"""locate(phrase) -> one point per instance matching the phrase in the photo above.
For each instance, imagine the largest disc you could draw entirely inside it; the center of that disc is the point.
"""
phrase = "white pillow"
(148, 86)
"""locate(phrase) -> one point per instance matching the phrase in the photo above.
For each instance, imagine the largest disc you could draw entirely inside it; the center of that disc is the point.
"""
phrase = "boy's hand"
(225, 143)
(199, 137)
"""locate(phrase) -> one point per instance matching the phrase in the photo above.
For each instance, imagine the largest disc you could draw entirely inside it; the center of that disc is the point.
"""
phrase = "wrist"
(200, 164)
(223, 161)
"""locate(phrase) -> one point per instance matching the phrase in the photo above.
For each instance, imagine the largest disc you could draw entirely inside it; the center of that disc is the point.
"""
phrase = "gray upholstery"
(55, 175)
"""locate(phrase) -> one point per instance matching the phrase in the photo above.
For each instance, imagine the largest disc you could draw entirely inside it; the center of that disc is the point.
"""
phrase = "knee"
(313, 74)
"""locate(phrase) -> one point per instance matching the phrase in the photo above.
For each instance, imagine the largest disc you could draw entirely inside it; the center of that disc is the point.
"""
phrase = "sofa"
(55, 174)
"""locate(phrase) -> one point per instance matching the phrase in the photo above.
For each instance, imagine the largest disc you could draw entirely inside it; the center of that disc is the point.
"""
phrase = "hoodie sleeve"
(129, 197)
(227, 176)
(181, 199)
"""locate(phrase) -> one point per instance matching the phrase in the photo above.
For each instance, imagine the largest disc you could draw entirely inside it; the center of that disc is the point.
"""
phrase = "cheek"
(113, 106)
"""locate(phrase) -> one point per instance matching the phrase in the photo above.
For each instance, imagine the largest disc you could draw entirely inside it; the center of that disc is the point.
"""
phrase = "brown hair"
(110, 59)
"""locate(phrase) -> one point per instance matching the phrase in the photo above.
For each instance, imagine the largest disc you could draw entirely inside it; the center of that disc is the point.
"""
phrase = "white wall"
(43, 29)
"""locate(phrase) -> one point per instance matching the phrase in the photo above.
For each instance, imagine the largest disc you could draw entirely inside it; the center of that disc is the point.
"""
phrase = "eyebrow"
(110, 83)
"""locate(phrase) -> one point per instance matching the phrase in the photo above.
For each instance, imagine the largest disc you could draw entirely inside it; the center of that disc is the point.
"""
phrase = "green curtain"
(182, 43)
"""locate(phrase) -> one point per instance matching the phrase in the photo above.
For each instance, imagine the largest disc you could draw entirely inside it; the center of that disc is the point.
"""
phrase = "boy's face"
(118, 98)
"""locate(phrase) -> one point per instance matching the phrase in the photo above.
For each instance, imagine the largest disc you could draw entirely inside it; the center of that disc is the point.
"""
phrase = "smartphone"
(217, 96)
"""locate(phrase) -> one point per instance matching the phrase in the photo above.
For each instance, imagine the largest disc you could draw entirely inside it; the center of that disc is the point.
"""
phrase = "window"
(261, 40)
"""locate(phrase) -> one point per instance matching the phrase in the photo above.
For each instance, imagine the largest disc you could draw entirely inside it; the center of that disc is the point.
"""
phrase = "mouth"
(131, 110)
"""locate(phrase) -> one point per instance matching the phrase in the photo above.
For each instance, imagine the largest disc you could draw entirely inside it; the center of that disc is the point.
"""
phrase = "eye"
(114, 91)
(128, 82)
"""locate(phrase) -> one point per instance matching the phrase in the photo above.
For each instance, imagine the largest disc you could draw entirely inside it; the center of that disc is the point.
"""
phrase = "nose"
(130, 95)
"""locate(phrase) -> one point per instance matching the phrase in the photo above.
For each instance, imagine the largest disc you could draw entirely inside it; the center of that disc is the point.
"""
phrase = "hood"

§ Written task: Please count the lines of the rows above that contain the string "white", treating case as significant, and reply with only the number.

§ Result: 2